Work to complete
In the passage below, condense the paragraph that begins "What operations could the A-B Computer perform" into a short bulleted list that keeps its main facts.

What operations could the A-B Computer perform in eight hours? To solve n equations in n unknowns requires about n^3/3 multiplications and n^3/3 additions, in the worst case where every equation involves every unknown. [In practice, many large problems are "sparse," in that every equation only involves a few unknown quantities, making computation much faster.] This means that at 3.75 calculations per second, the A-B Computer could perform about 15,000 multiplications and 15,000 additions in eight hours, sufficient to solve about 35 equations in 35 unknowns. Actually, efficiency was reduced from 100% of peak speed because fewer than 30 simultaneous multiplications-additions generally can be performed, but it appears safe to say that the A-B Computer could solve 30 simultaneous equations in one day.
By contrast, the FPS-164/MAX can solve about 24,000 equations in eight hours, where each equation involves all 24,000 unknown quantities. Because the work goes as the cube of the number of equations, the performance ratio of 91 million/1 translates into a problem-size ratio of only about 1,000/1.

Extracted data entries

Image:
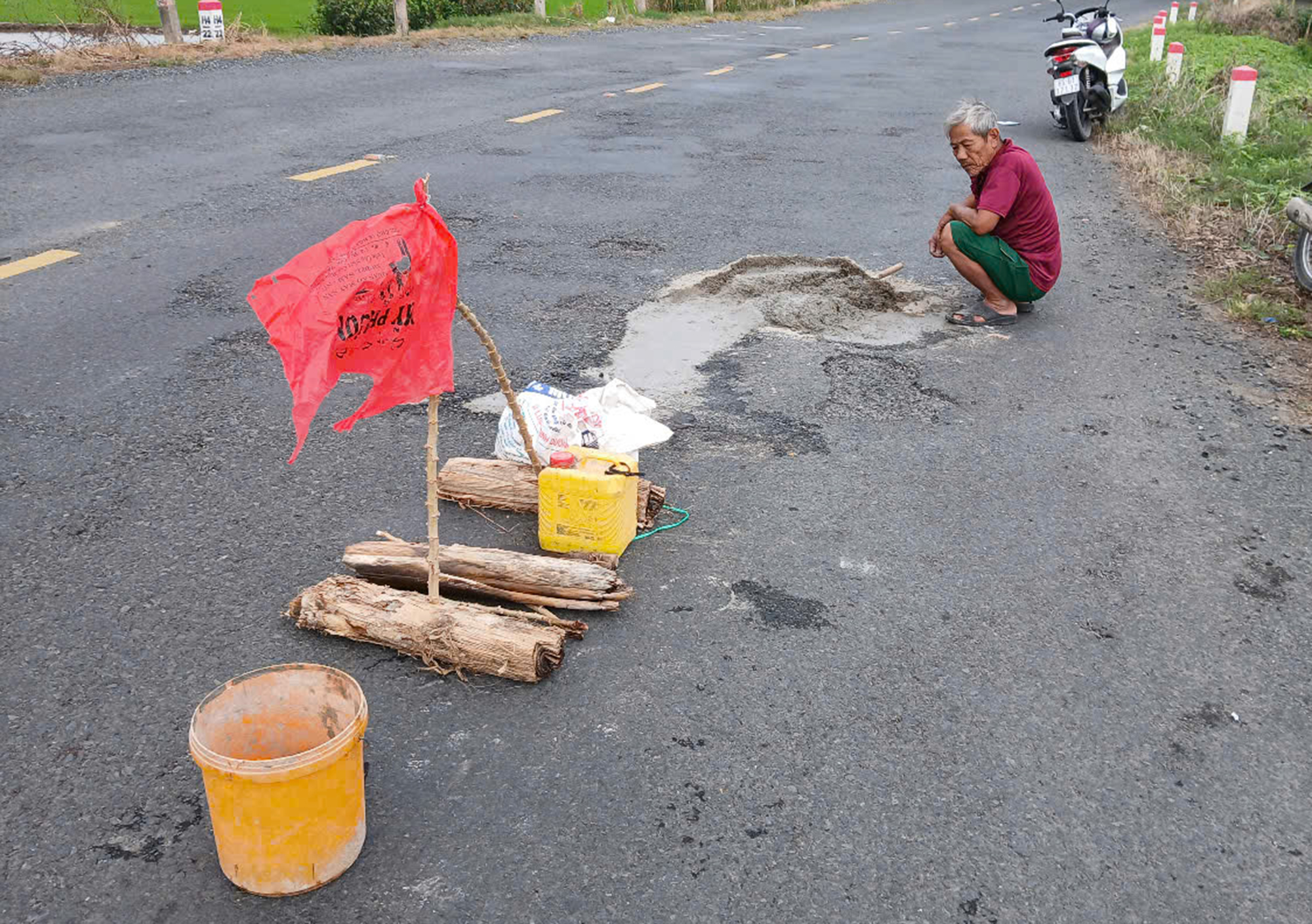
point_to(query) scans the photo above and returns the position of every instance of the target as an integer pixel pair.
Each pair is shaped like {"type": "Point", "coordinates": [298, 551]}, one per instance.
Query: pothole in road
{"type": "Point", "coordinates": [703, 314]}
{"type": "Point", "coordinates": [670, 339]}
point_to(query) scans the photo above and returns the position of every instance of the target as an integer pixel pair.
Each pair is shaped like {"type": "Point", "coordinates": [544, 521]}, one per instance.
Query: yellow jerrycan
{"type": "Point", "coordinates": [588, 502]}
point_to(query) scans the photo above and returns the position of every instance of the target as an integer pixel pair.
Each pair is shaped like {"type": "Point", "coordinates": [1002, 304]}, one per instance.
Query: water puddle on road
{"type": "Point", "coordinates": [703, 314]}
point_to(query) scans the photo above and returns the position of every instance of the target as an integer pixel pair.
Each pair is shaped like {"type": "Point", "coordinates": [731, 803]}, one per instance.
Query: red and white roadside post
{"type": "Point", "coordinates": [1239, 103]}
{"type": "Point", "coordinates": [1159, 41]}
{"type": "Point", "coordinates": [211, 14]}
{"type": "Point", "coordinates": [1175, 61]}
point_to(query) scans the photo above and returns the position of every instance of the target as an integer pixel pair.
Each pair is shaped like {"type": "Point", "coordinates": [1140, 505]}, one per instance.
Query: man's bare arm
{"type": "Point", "coordinates": [981, 221]}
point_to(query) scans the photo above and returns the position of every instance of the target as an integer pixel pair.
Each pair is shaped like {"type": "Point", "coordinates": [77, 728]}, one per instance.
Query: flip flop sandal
{"type": "Point", "coordinates": [991, 318]}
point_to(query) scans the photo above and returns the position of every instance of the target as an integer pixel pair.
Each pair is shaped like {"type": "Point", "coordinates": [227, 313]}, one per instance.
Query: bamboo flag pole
{"type": "Point", "coordinates": [431, 452]}
{"type": "Point", "coordinates": [435, 593]}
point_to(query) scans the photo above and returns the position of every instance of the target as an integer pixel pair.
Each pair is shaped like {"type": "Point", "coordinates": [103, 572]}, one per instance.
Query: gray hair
{"type": "Point", "coordinates": [974, 115]}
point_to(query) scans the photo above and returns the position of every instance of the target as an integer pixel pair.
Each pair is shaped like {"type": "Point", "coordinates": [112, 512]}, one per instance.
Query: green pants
{"type": "Point", "coordinates": [1004, 266]}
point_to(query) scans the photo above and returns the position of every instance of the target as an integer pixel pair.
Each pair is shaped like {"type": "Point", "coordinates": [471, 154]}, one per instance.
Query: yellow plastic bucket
{"type": "Point", "coordinates": [283, 755]}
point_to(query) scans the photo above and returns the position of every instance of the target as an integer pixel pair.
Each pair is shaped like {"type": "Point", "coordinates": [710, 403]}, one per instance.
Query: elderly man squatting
{"type": "Point", "coordinates": [1004, 237]}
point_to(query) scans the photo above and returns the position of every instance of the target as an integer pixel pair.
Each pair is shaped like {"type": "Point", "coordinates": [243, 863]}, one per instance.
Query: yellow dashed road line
{"type": "Point", "coordinates": [333, 171]}
{"type": "Point", "coordinates": [535, 117]}
{"type": "Point", "coordinates": [36, 262]}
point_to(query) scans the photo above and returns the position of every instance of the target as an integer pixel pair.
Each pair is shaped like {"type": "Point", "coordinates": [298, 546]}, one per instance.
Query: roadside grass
{"type": "Point", "coordinates": [1259, 298]}
{"type": "Point", "coordinates": [277, 16]}
{"type": "Point", "coordinates": [1223, 200]}
{"type": "Point", "coordinates": [19, 75]}
{"type": "Point", "coordinates": [293, 18]}
{"type": "Point", "coordinates": [245, 41]}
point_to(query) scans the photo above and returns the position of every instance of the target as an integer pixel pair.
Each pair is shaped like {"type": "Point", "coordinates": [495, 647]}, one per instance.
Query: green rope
{"type": "Point", "coordinates": [662, 529]}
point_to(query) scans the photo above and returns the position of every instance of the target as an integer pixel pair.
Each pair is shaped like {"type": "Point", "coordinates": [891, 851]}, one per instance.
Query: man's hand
{"type": "Point", "coordinates": [935, 250]}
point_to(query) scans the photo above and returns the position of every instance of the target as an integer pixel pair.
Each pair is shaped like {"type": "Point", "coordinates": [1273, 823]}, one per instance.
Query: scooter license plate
{"type": "Point", "coordinates": [1063, 86]}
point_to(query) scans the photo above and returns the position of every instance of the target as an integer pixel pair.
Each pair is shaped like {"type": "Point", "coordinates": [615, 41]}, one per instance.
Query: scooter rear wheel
{"type": "Point", "coordinates": [1303, 260]}
{"type": "Point", "coordinates": [1079, 123]}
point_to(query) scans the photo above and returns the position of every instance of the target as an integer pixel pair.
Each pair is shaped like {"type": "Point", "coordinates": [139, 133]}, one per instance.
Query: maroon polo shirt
{"type": "Point", "coordinates": [1014, 188]}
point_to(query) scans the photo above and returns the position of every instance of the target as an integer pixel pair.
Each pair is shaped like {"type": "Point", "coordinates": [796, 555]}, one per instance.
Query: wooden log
{"type": "Point", "coordinates": [447, 635]}
{"type": "Point", "coordinates": [510, 575]}
{"type": "Point", "coordinates": [510, 486]}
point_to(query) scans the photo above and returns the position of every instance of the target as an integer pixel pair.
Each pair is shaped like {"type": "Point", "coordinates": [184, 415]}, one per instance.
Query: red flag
{"type": "Point", "coordinates": [377, 298]}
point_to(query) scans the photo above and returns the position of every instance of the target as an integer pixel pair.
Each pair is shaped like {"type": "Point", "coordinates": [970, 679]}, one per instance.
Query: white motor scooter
{"type": "Point", "coordinates": [1088, 69]}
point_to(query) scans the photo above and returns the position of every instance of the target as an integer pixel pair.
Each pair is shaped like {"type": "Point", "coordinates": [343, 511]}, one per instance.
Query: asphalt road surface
{"type": "Point", "coordinates": [969, 629]}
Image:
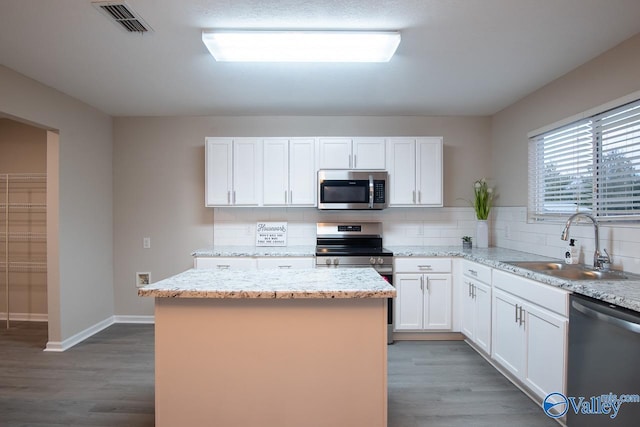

The completed task
- Solving n equations in n unknowns takes about n^3/3 multiplications and n^3/3 additions when every equation involves every unknown.
- Many large problems are "sparse," meaning each equation involves only a few unknowns, which makes computation much faster.
- At 3.75 calculations per second, the A-B Computer could perform about 15,000 multiplications and 15,000 additions in eight hours. That is enough for about 35 equations in 35 unknowns.
- Efficiency fell below 100% of peak speed because fewer than 30 simultaneous multiplications-additions could generally be performed.
- It appears safe to say the A-B Computer could solve 30 simultaneous equations in one day.